Given exercise 1
Turn the rows below into a numbered list, starting with the line that contains "on the blue" and going on through the line that contains "x=471, y=47". Leave out any blank lines.

Passage
____
Pollock v. Farmers’ Loan & Trust Company, 157 U.S. 429 (1895), affirmed on rehearing, 158 U.S. 601 (1895) was a key case in the history of taxation and tax law in the United States.

Theoretically, the key question is whether a tax on property is the same as “dividends, royalties, and rents” arising from that property.

Chief Justice Fuller of the Supreme Court wrote that:

First. We adhere to the opinion already announced — that, taxes on real estate being indisputably direct taxes, taxes on the rents or income of real estate are equally direct taxes.

Second. We are of opinion that taxes on personal property, or on the income of personal property, are likewise direct taxes.

Third. The tax imposed by sections 27 to 37, inclusive, of the act of 1894, so far as it falls on the income of real estate, and of personal property, being a direct tax, within the meaning of the constitution, and therefore unconstitutional and void, because not apportioned according to representation, all those sections, constituting one entire scheme of taxation, are necessarily invalid.

The decrees hereinbefore entered in this court will be vacated. The decrees below will be reversed, and the cases remanded, with instructions to grant the relief prayed.

First, it must be defined what a direct tax and indirect tax is in the context of the 1895 decision. It should be noted that the concept of direct taxation and indirection taxation are different in the modern day.

Today, a direct tax is on income a person earns or on property and an indirect tax is on a transaction. Indirect taxes often take the form of sales taxes, such as GST or VAT.
____
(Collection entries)
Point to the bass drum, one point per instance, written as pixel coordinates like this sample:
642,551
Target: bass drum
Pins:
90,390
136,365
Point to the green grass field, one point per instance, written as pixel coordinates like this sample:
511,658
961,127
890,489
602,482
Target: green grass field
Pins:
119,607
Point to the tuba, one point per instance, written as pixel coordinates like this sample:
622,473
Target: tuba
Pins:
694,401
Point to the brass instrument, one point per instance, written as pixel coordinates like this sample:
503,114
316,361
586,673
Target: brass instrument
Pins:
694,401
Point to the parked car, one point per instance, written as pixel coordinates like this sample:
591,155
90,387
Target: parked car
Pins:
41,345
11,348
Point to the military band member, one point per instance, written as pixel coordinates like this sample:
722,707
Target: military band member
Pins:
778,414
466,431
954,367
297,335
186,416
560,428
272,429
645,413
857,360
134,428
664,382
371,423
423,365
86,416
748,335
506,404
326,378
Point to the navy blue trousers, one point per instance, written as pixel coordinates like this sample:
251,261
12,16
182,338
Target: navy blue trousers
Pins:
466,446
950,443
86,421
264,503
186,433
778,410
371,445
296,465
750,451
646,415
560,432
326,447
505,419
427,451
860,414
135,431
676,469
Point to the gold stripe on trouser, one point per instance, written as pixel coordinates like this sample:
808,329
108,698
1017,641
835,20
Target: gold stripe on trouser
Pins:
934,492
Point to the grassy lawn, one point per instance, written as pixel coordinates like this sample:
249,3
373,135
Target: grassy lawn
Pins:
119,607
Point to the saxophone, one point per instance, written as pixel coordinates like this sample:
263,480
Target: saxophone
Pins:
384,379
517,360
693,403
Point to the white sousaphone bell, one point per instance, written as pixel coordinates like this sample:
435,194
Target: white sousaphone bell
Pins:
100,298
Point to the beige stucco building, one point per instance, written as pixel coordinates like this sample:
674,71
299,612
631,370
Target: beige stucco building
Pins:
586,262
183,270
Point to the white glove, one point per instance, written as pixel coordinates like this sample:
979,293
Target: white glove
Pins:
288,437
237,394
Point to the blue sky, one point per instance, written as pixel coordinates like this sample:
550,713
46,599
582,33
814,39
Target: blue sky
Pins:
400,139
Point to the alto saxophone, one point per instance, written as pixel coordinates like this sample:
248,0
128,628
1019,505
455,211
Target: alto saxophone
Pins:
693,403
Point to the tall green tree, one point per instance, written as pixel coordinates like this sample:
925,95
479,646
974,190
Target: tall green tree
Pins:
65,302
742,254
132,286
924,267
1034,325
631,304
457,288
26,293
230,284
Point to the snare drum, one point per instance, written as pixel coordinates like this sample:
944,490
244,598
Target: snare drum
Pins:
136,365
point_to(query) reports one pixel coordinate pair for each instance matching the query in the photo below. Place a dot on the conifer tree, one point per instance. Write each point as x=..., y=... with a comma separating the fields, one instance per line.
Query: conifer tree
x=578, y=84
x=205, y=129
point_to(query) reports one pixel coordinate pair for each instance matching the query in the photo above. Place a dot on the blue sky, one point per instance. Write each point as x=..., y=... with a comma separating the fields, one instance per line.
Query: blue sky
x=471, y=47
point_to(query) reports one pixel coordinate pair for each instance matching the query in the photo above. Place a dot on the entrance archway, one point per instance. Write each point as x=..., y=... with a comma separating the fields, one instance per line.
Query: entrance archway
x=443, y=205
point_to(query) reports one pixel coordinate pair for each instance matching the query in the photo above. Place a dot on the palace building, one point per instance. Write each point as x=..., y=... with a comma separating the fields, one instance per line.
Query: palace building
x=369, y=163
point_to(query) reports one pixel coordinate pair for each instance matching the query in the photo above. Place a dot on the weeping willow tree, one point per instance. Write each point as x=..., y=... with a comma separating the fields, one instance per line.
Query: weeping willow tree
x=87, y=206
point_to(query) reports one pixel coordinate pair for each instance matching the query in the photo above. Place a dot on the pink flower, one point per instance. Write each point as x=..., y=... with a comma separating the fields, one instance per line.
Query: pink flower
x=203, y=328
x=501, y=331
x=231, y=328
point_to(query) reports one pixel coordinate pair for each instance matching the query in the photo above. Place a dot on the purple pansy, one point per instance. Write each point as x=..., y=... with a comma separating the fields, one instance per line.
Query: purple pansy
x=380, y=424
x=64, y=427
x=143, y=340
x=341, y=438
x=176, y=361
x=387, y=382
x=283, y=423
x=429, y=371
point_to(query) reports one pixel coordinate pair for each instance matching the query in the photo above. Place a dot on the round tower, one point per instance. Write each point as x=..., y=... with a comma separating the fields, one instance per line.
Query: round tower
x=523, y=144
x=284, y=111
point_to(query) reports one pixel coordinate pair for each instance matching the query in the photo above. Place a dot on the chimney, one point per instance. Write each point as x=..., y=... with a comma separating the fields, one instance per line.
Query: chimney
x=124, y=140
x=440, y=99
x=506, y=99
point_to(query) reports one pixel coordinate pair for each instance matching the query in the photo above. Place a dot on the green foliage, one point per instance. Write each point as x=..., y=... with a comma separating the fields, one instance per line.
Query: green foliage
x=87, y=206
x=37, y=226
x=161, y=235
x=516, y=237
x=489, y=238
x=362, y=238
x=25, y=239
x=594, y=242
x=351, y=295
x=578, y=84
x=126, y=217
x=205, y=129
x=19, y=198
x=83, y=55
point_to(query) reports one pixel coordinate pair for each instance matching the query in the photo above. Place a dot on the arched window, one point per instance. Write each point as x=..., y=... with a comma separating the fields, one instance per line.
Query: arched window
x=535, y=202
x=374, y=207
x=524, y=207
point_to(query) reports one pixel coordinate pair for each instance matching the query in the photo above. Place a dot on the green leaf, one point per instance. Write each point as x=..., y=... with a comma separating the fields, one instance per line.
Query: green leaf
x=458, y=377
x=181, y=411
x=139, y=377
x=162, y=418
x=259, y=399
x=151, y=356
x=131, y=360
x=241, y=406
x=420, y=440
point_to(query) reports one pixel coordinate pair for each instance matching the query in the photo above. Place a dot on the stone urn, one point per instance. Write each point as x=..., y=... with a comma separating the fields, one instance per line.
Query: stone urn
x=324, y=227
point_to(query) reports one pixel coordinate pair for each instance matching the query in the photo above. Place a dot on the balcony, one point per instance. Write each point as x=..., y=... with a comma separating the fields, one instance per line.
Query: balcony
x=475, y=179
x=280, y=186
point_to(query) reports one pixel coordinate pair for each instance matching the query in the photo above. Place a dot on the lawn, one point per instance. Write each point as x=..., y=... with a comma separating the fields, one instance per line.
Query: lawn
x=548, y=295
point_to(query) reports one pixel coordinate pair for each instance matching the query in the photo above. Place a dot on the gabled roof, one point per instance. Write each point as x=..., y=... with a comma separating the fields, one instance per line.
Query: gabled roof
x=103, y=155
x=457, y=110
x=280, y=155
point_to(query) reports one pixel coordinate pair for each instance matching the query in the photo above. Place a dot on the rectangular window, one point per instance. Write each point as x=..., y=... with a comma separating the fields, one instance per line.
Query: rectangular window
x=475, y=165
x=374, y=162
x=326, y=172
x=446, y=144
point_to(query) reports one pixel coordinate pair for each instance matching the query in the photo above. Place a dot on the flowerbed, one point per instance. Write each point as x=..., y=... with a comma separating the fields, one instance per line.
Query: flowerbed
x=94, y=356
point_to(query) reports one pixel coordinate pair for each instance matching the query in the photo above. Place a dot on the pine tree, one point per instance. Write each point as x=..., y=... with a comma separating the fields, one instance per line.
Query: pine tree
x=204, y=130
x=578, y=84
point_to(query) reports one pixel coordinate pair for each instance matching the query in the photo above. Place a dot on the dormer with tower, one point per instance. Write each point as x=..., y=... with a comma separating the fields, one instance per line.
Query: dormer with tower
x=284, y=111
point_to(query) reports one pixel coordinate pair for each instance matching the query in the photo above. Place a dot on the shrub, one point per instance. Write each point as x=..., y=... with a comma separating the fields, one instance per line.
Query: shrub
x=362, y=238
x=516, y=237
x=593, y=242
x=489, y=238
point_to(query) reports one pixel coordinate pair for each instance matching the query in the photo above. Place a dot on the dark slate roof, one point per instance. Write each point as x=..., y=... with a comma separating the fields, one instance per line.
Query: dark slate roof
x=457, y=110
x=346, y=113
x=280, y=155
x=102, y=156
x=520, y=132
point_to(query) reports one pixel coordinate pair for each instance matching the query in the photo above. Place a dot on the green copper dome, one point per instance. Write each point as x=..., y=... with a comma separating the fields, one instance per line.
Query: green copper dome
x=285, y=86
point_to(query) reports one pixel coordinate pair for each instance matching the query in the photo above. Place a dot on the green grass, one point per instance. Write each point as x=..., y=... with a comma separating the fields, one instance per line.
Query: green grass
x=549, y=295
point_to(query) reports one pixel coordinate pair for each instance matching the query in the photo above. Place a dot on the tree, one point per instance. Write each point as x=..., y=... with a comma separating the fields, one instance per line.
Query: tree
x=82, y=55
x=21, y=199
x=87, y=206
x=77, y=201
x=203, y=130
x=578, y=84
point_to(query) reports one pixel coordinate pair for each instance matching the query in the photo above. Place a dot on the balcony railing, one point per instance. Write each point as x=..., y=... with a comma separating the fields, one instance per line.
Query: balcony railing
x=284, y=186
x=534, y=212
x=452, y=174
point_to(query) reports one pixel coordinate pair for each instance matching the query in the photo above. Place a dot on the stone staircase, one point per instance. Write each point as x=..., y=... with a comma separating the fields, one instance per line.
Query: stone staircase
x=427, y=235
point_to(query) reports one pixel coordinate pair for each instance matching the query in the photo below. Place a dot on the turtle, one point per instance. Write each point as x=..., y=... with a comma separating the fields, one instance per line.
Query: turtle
____
Given exercise 2
Carry on the passage about the Pollock tax case from where it stops.

Written reply 1
1. point_to(query) reports one pixel coordinate pair for each instance matching the query in the photo above. Place a dot on the blue sky, one point per instance. Write each point as x=..., y=... with a comma separating the fields, one instance per line.
2. Query: blue sky
3. x=471, y=47

Written reply 2
However, these ideas were not the definitions as the Pollock case uses them. In the Pollock case a direct tax is a tax levied on property. In this context, the direct tax is levied directly on property. Indirect taxes in the Pollock case are taxes levied on income — presumably on types of income that are earned through wages.

A Harvard Law Review article summarizing the Pollock case from the same year the case was decided states that:

“The clause in the Constitution regarding direct taxes was the result of a compromise between conflicting views, “resting on the doctrine that the right of representation ought to be conceded to every community on which a tax is to be imposed, but crystallizing it in such form as to allay jealousies in respect of the future balance of power; to reconcile conflicting views in respect of the enumeration of slaves; and to remove the objection that, in adjusting a system of representation between the States, regard should be had to their relative wealth, since those who were to be most heavily taxed ought to have a proportionate influence in the government. The compromise, in embracing the power of direct taxation, consisted not simply in including part of the slaves in the enumeration of population, but in providing that as between State and State such taxation should be proportioned to representation.””[1]

Thus, the key to the case was determining whether the tax was an indirect tax or a direct tax. If the tax were a direct tax, according to the Constitution, it would have to apportioned to the states through the Apportionment Clause.

The Supreme Court decided that the tax levied was a direct tax. The Supreme Court equivocated taxes on property, such as a property tax, with income earned from “dividends, royalties, and rents” derived from such property. An example of such an equivocation would be that simply owning a property and living in it would be equivalent to renting that property as a landlord. Both situations for tax purposes, according to the 1895 Supreme Court, were equivocal and thus to be taxed the same.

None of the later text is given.